* **Exercise description**
Only one stretch of the data below is wanted: the lines starting at the one with "Target: metal crowd barricade" and ending at the one with "of the sunglasses", both included, given again exactly.

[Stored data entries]
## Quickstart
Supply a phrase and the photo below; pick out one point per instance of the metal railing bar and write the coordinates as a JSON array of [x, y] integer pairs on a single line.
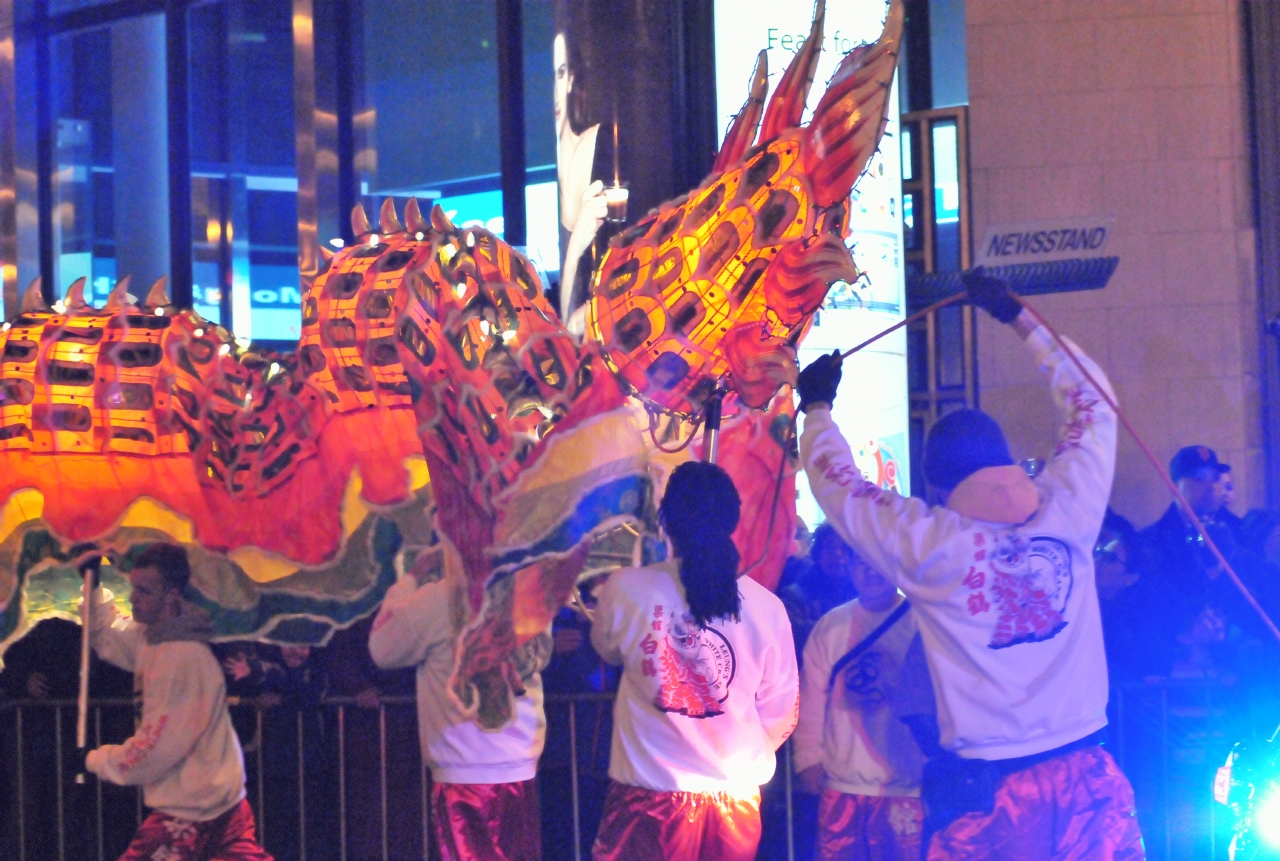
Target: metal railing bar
[[261, 795], [382, 773], [572, 768], [22, 793], [342, 782], [97, 784], [302, 795], [58, 770]]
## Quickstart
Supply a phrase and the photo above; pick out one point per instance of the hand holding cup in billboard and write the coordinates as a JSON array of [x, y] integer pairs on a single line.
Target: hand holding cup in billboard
[[616, 198]]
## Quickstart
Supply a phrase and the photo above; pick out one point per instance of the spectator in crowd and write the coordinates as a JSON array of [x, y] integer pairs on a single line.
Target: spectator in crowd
[[827, 584], [40, 669], [575, 668], [1226, 493], [1002, 586], [1260, 534], [799, 562], [1185, 591], [1125, 618], [850, 745], [288, 685]]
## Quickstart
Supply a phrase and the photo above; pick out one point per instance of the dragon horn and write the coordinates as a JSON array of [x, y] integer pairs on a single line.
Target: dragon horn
[[360, 221], [786, 106], [741, 131], [33, 300], [439, 220], [387, 220], [159, 293], [848, 123], [414, 219], [118, 297], [74, 300]]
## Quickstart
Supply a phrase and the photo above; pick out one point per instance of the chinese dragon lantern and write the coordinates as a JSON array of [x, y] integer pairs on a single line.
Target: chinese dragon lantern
[[437, 412]]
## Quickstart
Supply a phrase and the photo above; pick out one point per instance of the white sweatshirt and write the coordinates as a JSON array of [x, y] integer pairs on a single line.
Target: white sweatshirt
[[184, 752], [415, 628], [854, 733], [698, 710], [1008, 613]]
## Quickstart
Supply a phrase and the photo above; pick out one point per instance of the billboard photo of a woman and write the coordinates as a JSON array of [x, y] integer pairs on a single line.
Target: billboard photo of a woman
[[581, 200]]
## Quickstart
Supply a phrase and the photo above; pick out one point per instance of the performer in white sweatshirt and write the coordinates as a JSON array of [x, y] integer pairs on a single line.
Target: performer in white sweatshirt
[[850, 745], [184, 754], [484, 797], [1001, 581], [708, 688]]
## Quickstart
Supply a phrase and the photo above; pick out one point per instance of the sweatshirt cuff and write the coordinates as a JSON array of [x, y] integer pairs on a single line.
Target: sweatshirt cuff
[[96, 760], [1041, 343]]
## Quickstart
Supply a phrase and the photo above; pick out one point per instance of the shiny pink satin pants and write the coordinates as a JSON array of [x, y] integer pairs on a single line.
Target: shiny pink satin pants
[[487, 821], [648, 825], [1072, 807], [868, 828], [225, 838]]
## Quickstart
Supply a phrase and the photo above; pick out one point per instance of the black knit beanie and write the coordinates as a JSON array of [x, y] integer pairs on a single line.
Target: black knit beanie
[[961, 443]]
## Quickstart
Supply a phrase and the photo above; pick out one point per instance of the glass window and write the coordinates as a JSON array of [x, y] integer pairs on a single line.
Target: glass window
[[946, 197], [110, 155], [245, 218]]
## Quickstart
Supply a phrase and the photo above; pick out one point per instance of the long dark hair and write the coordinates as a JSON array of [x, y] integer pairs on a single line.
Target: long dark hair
[[699, 513]]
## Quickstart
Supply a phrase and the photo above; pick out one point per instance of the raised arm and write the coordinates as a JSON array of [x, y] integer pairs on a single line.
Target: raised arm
[[777, 700], [114, 637], [1083, 462], [813, 697], [886, 529]]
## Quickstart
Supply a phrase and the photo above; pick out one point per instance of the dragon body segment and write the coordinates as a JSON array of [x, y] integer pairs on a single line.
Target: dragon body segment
[[300, 477]]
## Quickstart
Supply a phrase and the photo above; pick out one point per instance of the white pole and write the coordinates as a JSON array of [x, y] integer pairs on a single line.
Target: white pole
[[82, 700]]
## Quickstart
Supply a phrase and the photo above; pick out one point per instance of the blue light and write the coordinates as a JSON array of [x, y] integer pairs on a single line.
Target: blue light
[[1266, 816]]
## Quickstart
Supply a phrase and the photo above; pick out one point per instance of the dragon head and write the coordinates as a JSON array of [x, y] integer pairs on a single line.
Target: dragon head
[[721, 284]]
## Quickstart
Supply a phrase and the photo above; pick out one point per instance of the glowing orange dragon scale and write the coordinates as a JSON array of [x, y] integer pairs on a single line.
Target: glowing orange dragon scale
[[438, 420]]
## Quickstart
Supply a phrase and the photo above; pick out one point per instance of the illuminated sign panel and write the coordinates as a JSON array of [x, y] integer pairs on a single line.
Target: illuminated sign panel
[[872, 410]]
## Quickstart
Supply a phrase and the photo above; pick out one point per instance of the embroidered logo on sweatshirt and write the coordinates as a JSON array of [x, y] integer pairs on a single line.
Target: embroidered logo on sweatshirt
[[1029, 586], [694, 665]]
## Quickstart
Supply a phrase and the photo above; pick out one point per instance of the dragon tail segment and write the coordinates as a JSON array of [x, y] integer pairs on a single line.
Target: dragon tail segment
[[849, 120], [786, 106], [741, 131]]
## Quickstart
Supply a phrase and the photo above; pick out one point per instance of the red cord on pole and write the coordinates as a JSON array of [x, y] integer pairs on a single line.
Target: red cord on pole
[[1169, 482]]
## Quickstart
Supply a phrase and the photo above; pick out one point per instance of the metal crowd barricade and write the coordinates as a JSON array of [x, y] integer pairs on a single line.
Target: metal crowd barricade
[[1168, 738]]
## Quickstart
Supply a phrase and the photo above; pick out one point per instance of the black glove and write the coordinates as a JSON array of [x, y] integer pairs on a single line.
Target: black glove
[[818, 381], [991, 294]]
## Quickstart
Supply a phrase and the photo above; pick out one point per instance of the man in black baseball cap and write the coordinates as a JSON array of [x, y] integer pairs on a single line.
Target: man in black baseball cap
[[1196, 470], [1179, 576]]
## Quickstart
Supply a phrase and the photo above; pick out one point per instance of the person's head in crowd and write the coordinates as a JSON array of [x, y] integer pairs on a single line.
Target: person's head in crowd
[[699, 512], [1226, 489], [959, 444], [159, 577], [295, 656], [1197, 471], [1114, 571], [1261, 534], [830, 553], [874, 590], [803, 540]]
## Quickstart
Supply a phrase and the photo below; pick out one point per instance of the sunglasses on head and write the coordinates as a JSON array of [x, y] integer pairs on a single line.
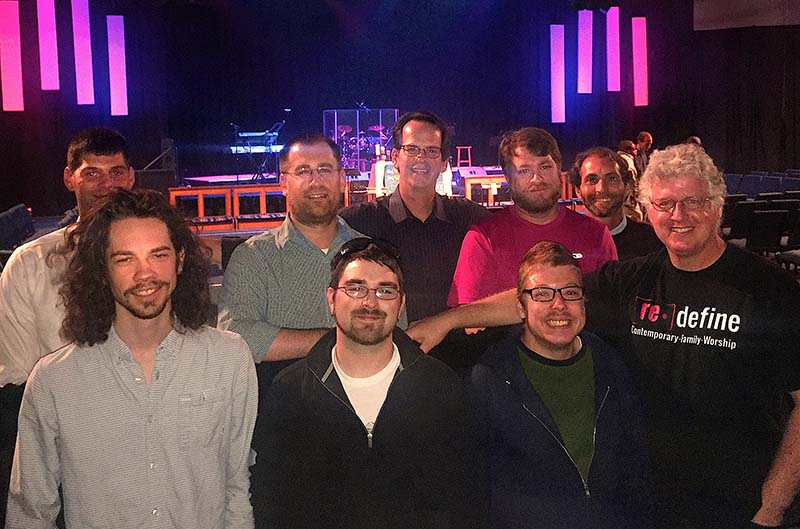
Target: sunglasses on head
[[361, 243]]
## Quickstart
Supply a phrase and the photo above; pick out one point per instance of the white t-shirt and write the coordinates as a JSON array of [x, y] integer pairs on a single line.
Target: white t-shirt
[[367, 394]]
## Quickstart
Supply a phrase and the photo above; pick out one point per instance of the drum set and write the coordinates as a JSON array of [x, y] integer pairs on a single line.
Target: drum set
[[369, 145]]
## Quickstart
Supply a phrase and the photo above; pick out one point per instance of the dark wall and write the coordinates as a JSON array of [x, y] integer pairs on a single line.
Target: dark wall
[[194, 68]]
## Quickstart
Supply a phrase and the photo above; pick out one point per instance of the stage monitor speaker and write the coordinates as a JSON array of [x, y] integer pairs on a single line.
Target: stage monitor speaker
[[158, 179]]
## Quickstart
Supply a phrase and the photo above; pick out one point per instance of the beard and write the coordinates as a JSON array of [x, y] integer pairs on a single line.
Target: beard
[[366, 334], [534, 205], [147, 310], [315, 213]]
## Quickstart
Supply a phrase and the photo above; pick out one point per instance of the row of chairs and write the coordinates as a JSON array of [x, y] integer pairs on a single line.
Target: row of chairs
[[769, 226], [757, 182]]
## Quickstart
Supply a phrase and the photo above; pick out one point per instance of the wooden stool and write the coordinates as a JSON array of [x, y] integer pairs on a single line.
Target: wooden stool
[[466, 161]]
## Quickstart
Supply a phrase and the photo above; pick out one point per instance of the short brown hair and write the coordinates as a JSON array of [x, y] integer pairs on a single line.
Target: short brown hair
[[425, 117], [309, 138], [88, 300], [574, 172], [544, 253], [537, 141]]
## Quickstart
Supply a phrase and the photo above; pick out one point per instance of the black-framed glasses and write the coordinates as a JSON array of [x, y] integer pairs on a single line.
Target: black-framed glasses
[[667, 205], [356, 291], [545, 294], [427, 152], [323, 172]]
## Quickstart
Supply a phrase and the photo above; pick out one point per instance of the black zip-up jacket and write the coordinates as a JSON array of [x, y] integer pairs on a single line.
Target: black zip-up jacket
[[523, 474], [320, 467]]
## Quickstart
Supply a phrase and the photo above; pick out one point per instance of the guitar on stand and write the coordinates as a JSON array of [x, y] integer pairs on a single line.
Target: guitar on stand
[[260, 147]]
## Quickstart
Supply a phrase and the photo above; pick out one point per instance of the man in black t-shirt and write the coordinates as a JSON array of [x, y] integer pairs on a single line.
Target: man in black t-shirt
[[601, 179], [711, 334]]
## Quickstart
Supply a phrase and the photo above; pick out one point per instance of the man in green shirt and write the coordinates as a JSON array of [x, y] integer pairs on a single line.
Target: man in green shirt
[[556, 423]]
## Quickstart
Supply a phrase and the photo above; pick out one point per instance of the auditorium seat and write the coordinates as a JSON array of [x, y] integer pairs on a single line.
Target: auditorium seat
[[770, 195], [771, 184], [742, 217], [727, 208], [732, 181], [750, 185], [16, 225], [766, 228], [790, 183]]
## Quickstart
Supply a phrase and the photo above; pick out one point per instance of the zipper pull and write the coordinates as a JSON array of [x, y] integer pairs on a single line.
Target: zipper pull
[[370, 426]]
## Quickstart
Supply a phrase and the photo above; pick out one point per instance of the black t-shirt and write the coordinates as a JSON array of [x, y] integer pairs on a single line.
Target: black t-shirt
[[715, 353], [428, 250], [636, 240]]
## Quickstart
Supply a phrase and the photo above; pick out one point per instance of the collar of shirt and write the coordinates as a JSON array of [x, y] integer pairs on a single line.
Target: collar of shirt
[[619, 228], [288, 232], [167, 349], [399, 211]]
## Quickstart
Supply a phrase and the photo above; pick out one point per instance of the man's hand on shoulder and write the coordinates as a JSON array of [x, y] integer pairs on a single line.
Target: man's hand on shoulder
[[429, 332]]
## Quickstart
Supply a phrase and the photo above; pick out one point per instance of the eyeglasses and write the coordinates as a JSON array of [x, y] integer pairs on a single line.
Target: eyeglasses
[[115, 175], [545, 294], [427, 152], [360, 292], [305, 173], [667, 205]]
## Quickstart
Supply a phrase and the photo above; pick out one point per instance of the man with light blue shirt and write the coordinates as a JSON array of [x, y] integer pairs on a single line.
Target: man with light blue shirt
[[273, 293], [146, 417]]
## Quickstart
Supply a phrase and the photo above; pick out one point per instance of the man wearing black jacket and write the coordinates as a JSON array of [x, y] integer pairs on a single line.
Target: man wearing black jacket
[[555, 422], [366, 431]]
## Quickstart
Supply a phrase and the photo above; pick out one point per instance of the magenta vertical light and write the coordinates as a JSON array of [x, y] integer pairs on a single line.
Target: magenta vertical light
[[48, 45], [10, 57], [117, 73], [82, 39], [639, 30], [585, 51], [612, 50], [557, 87]]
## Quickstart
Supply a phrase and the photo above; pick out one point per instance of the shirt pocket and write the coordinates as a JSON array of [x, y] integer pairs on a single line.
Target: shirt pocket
[[202, 418]]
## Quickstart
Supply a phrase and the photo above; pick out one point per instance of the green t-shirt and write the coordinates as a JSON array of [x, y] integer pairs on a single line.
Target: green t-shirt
[[567, 389]]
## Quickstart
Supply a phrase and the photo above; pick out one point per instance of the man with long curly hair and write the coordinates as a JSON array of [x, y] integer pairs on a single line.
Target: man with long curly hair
[[146, 417], [31, 312]]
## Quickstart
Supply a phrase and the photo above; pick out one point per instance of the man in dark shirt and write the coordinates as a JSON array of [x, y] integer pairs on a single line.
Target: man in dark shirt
[[601, 178], [426, 227], [710, 332]]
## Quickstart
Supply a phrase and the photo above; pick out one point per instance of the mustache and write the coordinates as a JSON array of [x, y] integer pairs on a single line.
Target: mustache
[[369, 312], [143, 286]]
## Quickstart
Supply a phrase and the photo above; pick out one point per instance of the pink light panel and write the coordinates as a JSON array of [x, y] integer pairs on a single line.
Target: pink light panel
[[48, 46], [557, 85], [82, 39], [10, 57], [612, 50], [117, 73], [640, 91], [585, 51]]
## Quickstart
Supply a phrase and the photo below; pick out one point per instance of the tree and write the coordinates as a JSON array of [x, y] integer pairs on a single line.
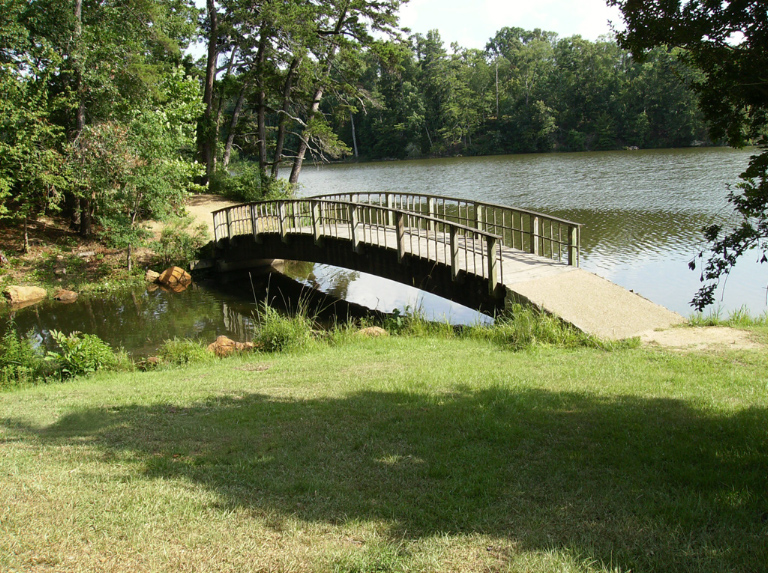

* **Exercise result**
Target: metal crowd barricade
[[1168, 738]]
## Quickstart
Supply a phrase and the photo above; pick out one point per instance of the black glove and write the coordinates as a JSON array of [x, y] integer pairs on a single line.
Target: black glove
[[818, 381], [991, 294]]
## Quickstart
Supply a phrase and the photo above; pick out one point per instance of the man in black baseball cap and write the coordinates as a JSON array of [x, y] integer pairs on a single line.
Target: man in black baseball cap
[[1196, 470], [1179, 576]]
## Quickstart
Supply a phrase and the photo above; pick out one point per instance of the person's head in crowd and write the coordinates as a JSON array of [x, y] integer pairs on a single line.
Target: person's head in crowd
[[699, 512], [1226, 489], [959, 444], [159, 577], [295, 656], [1197, 471], [1114, 571], [1261, 534], [830, 553], [874, 590], [803, 540]]
## Quickstart
Supply a phrase and the photo below; pick out one point per instance of the sunglasses on head and write the coordinates as a JSON array of [x, y] integer pairs on a single line.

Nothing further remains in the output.